WHAT IS NEEDED:
All of the entries must be duplicated exactly.

RECORDS TO PROCESS:
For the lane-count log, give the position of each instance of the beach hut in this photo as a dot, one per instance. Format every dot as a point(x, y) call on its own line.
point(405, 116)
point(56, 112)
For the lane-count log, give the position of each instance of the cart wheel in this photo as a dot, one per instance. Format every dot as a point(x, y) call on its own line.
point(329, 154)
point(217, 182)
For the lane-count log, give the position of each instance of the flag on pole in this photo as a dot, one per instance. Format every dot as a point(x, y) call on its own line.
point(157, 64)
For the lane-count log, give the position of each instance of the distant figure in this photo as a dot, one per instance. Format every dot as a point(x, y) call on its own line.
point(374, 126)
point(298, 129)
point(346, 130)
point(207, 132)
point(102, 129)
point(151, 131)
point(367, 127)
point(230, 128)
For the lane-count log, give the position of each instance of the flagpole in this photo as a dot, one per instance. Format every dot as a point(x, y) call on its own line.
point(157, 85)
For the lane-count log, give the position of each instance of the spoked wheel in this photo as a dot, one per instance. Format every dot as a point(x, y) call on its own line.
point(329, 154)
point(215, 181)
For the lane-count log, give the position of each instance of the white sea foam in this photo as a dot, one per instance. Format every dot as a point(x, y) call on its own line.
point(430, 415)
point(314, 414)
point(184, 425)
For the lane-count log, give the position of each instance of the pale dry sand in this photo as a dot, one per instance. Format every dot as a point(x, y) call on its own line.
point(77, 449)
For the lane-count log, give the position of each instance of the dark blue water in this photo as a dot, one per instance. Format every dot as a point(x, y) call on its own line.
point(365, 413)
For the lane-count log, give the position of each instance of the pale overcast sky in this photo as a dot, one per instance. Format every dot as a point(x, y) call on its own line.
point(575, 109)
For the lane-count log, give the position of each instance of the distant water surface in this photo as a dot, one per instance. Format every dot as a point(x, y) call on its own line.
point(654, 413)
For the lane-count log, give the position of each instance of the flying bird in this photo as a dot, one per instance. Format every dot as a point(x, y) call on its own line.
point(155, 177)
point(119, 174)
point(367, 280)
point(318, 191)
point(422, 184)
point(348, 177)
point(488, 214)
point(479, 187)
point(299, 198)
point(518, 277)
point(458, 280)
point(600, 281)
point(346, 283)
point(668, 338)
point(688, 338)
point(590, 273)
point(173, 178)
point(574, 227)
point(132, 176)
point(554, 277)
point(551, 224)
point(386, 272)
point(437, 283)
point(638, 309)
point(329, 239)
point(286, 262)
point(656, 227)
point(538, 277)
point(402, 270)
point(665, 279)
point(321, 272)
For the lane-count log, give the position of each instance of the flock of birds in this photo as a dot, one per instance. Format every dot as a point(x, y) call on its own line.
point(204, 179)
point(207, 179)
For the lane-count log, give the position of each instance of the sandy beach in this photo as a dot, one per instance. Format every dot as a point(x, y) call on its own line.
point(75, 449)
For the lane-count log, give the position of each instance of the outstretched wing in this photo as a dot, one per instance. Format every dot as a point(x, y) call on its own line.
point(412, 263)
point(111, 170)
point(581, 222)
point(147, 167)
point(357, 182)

EXERCISE ANSWER:
For the lane-count log, give the position of each instance of the beach hut in this photo as a dot, one per instance. Format every dot as a point(x, y) call on its own line.
point(405, 116)
point(56, 112)
For the lane-count log, give the position of each instance of the cart wheel in this photo as a dot, one per instance. Format every dot as a point(x, y) call on its own line.
point(329, 154)
point(217, 182)
For the lane-count log, give the position of each instance of the flag on pole in this photo as a dot, one per instance. Format every dot as a point(x, y) call on its own line.
point(157, 64)
For the lane-count log, give the position of each instance of the distant figure in this photo as a dot, one per instance. Format every dot as a point(x, y) call on its own line.
point(374, 126)
point(298, 129)
point(346, 130)
point(207, 132)
point(102, 129)
point(151, 131)
point(367, 127)
point(230, 128)
For the lane-count log, give the position of each instance of the flagpole in this photo as a dot, one per instance. Format every dot as a point(x, y) call on its own line.
point(157, 85)
For the lane-count log, give the position of each instance of the spoked wheel in this photo as a dot, one per instance. Format every dot as a point(x, y) call on its own line.
point(329, 154)
point(215, 181)
For the lane-count log, give the position of each instance of the white sea foam in this photo as a dot, one per instance. Format every dot as a point(x, y) call on its own line.
point(430, 415)
point(314, 414)
point(184, 425)
For the lane-count log, give the position of each instance of the pale dry sand in this photo as a dot, one per instance. Format every dot as a point(x, y) call on its own line.
point(77, 449)
For the lane-count log, give the position of each instance of the dark blue water in this photo as a dot, one per instance. Format every dot as a point(x, y) call on its own line.
point(365, 413)
For the lane-count log, give the position of each instance of the pale overcast sky in this photo as a dot, one per instance. Format every dot as a point(x, y) call on its own line.
point(575, 109)
For the lane-count log, give the position of each instance of the distant water surface in this photo as a dot, one per instance. Format every dot as a point(x, y) call on its own line.
point(654, 413)
For the lane-count log, give the position of each instance of the flying bird in this photo as a dot, one per instance. Format every dot as a point(x, y) call on its own line.
point(155, 177)
point(119, 174)
point(367, 280)
point(318, 191)
point(422, 184)
point(348, 177)
point(488, 214)
point(479, 187)
point(299, 198)
point(518, 277)
point(458, 280)
point(600, 281)
point(346, 283)
point(668, 338)
point(688, 338)
point(590, 273)
point(173, 178)
point(574, 227)
point(132, 176)
point(554, 277)
point(551, 224)
point(386, 272)
point(437, 283)
point(638, 309)
point(329, 239)
point(286, 262)
point(656, 227)
point(538, 277)
point(402, 270)
point(665, 279)
point(321, 272)
For the lane-count log, give the position of each instance of the flock of birds in this photo as a dot, one per instance. Format every dot as a point(x, y) call on its own line.
point(204, 179)
point(207, 179)
For the lane-count log, give the position of each instance of the sandy beach in this photo as a dot, one per instance. Format every dot as a point(x, y) call on its own line.
point(75, 449)
For the lane-count log, give the position of each instance of the outstretched wing in this photo as a dot, one per instance. Format every dot as a point(x, y) call on its own line.
point(412, 263)
point(111, 170)
point(581, 222)
point(147, 167)
point(357, 182)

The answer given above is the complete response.